A six-page strategy memo released to the public Monday includes this paragraph about the national convention in August:
"Mitt Romney must have a majority on the first ballot in order to win the nomination because he will perform worse on subsequent ballots as grassroots conservative delegates decide to back the more conservative candidate. Subsequently, Santorum only needs to be relatively close on the initial ballot in order to win on a later ballot as Romney’s support erodes."
In other words, Santorum doesn't expect to win, he wants to come "relatively close" to Mitt Romney and hope delegates come his way after a few rounds of voting at the party convention.
"Mitt Romney must have a majority on the first ballot in order to win the nomination because he will perform worse on subsequent ballots as grassroots conservative delegates decide to back the more conservative candidate."
It's a strategy that Washington Post writer Jennifer Rubin dismissed as "nonsense", alleging that, "Santorum seems to have given up on winning and is simply trying to inflict the most casualties on the eventual nominee."
That is Santorum's strategy exactly, writes Buzzfeed's Zeke Miller, who broke the story about the Santorum strategy memo. "Santorum's campaign asserts that they will outperform their caucus- night delegate shares because convention-goers are by-and- large more conservative than the average Republican voter. But they are making the (weak) assumption that Ron Paul's libertarian army won't try the same thing."

** Record set **

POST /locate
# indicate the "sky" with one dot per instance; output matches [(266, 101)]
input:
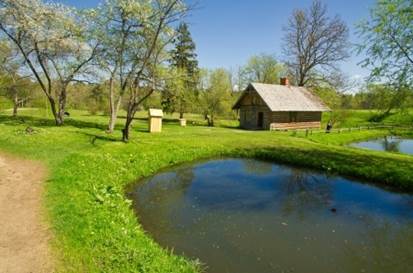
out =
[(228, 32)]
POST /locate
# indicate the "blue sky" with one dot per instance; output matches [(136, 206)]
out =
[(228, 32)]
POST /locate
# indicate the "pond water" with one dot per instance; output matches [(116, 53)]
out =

---

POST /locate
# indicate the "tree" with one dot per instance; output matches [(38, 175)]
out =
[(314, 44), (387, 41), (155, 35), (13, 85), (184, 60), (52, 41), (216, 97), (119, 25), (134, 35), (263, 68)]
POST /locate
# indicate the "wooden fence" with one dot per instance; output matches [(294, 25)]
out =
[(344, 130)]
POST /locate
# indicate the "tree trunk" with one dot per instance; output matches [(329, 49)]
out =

---

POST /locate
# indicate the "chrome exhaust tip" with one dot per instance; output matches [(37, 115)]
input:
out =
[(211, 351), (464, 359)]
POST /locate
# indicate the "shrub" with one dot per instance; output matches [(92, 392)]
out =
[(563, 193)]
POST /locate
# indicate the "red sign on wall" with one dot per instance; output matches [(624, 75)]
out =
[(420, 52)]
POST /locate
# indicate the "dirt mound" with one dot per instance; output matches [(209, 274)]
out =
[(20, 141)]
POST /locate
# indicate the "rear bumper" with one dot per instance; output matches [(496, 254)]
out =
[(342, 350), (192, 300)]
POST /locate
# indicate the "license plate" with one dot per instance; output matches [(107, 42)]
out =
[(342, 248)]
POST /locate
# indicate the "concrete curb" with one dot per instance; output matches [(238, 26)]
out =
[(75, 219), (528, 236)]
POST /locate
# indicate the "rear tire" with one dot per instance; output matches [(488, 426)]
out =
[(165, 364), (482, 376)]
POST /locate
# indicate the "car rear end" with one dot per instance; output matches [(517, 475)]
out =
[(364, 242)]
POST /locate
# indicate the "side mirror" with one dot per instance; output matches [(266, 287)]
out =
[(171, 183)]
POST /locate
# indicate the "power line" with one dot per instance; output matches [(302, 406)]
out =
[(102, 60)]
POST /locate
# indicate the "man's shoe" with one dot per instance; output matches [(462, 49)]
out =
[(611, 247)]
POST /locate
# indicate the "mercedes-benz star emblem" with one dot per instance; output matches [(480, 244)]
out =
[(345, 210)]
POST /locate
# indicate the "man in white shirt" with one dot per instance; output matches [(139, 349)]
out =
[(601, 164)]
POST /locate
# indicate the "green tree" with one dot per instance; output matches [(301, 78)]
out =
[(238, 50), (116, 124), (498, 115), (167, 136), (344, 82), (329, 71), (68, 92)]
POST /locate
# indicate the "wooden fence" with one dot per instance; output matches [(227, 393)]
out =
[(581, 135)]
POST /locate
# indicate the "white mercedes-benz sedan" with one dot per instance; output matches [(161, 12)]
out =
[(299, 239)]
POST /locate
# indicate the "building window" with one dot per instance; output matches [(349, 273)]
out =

** Short task **
Copy word for word the part of the text on the Santorum strategy memo that begins at the words "In other words, Santorum" and ends after "the party convention.".

** Answer in full **
In other words, Santorum doesn't expect to win, he wants to come "relatively close" to Mitt Romney and hope delegates come his way after a few rounds of voting at the party convention.